Directive - Count the lines in the listing that contain the word "cloud" and give only that number.
— BEGIN Listed records —
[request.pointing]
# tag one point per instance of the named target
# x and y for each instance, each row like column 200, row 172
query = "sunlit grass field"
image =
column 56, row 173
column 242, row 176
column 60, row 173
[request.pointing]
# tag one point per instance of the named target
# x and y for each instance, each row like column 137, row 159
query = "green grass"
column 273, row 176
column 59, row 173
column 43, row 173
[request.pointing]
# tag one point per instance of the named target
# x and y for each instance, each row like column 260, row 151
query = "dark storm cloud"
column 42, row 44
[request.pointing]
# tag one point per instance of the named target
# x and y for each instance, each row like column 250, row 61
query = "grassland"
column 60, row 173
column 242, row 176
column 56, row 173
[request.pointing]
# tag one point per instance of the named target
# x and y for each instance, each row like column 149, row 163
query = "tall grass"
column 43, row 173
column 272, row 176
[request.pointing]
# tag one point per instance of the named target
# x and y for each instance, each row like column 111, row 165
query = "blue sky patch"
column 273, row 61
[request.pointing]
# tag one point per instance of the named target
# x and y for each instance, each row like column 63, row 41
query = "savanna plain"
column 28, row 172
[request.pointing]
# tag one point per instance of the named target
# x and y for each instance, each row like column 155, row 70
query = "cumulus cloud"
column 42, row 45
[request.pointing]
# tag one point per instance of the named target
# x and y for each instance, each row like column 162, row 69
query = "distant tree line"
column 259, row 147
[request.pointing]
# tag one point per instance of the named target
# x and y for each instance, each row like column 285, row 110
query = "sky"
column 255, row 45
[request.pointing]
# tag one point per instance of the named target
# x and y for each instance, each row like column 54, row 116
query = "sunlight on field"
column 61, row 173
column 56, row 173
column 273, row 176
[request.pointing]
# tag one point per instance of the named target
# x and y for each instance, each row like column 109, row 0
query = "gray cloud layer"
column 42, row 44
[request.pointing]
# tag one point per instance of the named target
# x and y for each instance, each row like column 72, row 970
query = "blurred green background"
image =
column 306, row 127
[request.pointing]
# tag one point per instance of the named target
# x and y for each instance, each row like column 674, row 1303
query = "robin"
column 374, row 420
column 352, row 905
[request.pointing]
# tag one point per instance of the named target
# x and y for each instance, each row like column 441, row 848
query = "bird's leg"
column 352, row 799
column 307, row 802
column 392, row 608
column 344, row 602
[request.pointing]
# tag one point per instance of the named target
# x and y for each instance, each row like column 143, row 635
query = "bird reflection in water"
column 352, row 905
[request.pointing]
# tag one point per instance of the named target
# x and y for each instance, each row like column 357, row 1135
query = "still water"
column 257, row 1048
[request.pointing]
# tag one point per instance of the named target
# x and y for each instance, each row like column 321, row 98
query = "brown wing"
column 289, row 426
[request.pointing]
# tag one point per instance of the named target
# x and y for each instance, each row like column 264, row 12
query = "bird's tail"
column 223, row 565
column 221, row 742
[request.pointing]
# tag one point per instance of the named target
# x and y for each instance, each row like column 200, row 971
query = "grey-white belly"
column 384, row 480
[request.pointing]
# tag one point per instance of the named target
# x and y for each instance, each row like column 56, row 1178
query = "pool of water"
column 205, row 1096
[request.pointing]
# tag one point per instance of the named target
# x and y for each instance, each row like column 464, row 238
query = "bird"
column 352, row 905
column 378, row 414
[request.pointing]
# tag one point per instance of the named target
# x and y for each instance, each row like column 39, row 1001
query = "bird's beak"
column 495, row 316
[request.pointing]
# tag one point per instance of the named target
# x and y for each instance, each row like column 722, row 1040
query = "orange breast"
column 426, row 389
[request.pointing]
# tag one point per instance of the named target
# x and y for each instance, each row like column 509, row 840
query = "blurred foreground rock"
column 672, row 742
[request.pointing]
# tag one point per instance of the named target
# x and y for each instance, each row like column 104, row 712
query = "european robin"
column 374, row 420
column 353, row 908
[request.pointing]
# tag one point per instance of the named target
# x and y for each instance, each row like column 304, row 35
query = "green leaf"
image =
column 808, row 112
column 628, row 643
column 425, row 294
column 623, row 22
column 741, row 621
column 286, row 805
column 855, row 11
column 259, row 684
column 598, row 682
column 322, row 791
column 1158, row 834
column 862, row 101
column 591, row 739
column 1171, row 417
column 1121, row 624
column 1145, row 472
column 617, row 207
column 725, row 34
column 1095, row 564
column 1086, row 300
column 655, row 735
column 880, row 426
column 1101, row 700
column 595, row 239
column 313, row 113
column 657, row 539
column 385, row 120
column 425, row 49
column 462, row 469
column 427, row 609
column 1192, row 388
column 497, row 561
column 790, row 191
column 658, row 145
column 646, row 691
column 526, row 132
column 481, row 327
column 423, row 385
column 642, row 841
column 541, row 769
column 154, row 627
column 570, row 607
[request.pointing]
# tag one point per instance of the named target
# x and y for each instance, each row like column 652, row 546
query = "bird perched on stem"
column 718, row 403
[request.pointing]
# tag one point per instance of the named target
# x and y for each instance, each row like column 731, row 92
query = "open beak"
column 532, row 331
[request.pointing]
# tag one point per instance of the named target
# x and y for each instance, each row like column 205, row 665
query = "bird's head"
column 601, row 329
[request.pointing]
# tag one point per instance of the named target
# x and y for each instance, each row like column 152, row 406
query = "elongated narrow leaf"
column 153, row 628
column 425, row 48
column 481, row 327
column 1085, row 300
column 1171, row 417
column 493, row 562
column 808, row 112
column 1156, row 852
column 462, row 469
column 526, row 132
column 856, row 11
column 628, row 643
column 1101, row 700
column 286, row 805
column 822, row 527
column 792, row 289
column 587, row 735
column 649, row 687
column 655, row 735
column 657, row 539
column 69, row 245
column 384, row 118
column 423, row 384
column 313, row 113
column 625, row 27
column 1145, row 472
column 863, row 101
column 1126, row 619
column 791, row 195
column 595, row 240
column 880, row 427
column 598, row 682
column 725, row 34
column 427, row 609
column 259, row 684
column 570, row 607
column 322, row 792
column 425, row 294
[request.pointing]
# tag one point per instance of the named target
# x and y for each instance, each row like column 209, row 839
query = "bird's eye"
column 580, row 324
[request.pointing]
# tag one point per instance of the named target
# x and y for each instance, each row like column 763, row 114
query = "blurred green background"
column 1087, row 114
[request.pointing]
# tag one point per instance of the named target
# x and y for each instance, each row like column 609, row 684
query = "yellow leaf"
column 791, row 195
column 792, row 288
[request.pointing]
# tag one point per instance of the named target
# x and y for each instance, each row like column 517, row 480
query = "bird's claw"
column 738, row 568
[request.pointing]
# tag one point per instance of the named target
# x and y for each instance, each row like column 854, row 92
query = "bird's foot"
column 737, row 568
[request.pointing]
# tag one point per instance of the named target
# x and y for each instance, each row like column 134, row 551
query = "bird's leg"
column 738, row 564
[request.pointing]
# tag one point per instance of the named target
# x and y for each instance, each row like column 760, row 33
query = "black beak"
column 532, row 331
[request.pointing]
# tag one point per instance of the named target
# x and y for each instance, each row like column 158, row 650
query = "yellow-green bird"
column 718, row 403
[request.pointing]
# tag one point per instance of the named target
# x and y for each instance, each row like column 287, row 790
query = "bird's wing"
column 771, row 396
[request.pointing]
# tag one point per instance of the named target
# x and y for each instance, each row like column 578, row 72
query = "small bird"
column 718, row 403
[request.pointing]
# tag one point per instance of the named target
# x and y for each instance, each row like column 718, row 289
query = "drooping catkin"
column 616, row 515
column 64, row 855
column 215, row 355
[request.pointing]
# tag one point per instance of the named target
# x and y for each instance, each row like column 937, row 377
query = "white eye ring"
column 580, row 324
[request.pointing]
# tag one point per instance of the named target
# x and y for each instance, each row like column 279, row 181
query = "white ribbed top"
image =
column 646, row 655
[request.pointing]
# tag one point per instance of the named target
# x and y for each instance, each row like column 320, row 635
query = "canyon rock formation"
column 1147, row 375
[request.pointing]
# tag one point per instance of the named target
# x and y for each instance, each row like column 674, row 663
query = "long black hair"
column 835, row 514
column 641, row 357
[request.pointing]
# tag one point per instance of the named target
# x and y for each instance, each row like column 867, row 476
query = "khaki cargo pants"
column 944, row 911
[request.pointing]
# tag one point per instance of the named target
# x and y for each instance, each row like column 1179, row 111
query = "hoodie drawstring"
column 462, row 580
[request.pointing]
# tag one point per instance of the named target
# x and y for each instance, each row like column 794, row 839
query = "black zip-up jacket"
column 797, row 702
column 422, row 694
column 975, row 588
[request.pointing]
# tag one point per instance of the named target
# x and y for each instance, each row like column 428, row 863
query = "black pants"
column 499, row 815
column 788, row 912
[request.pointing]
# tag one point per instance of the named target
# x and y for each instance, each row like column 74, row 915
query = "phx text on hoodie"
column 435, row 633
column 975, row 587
— END Listed records —
Answer below - 3